The moon is full and the air feels like a cool night in early summer. I watched clouds pass between the light and me like a thin transparent veil, but they had no power over our gaze. The wind carried them off mercifully. I said goodnight and left him hanging there; but like that moon tends to do, he’ll stay outside my window all night and peek through the curtains.

The fan will whirl and whisper his soft light in swirls above me. Tonight, I’ll listen.

I must keep in good health, and not die.

I took the day off today to collect myself: to reel in raw emotions and face them alone, to process and make sense of them. And who better to help me than she who escapes my emotional understanding: Jane Eyre.

Bronte, the Charlotte one, uses colons every other sentence. I thought perhaps she, being the creator of my recent inspiration, will find something of her own in this post: two vertically aligned dots used occasionally—the only homage I am able to pay.

. . .

• _Direction 1_:
In the post, why does the writer use colons? Answer in one to three sentences.
• _Direction 2_:
Starting at the words "The moon is" and stopping after "understanding: Jane Eyre.", give that passage from the post with "veil" swapped for "shroud".

• _Stored records_:
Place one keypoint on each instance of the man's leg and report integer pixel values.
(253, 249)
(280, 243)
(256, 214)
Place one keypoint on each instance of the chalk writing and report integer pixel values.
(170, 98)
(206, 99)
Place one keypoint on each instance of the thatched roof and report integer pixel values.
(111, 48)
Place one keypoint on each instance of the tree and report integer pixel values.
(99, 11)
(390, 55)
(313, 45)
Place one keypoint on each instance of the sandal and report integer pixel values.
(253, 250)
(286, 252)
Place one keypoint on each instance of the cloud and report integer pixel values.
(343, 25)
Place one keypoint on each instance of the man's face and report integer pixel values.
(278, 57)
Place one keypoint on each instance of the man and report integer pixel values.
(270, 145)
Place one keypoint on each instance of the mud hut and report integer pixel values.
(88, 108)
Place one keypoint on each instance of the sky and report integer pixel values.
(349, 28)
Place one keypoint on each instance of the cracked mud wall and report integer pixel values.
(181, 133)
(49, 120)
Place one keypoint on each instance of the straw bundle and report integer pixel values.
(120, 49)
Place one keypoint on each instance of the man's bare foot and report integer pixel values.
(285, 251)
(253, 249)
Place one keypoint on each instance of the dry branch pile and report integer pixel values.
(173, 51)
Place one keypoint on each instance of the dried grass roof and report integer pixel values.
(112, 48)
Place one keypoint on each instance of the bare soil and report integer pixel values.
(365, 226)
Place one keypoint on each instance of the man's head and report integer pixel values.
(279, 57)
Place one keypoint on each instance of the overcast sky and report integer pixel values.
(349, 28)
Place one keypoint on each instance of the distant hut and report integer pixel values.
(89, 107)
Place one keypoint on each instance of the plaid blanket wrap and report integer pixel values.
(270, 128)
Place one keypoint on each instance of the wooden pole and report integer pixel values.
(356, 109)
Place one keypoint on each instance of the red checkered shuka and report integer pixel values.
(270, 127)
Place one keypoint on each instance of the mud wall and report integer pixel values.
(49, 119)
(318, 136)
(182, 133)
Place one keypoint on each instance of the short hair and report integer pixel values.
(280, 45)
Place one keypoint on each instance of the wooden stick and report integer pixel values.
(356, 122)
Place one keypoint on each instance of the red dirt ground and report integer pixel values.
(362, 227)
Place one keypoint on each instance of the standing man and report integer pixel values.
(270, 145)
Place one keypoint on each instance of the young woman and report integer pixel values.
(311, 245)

• _Written answer 1_:
Charlotte Bronte uses colons every other sentence, and the writer thought that she, as the creator of the writer's recent inspiration, might find something of her own in the post. The occasional colons are the only homage the writer is able to pay her.

• _Written answer 2_:
The moon is full and the air feels like a cool night in early summer. I watched clouds pass between the light and me like a thin transparent shroud, but they had no power over our gaze. The wind carried them off mercifully. I said goodnight and left him hanging there; but like that moon tends to do, he’ll stay outside my window all night and peek through the curtains.

The fan will whirl and whisper his soft light in swirls above me. Tonight, I’ll listen.

I must keep in good health, and not die.

I took the day off today to collect myself: to reel in raw emotions and face them alone, to process and make sense of them. And who better to help me than she who escapes my emotional understanding: Jane Eyre.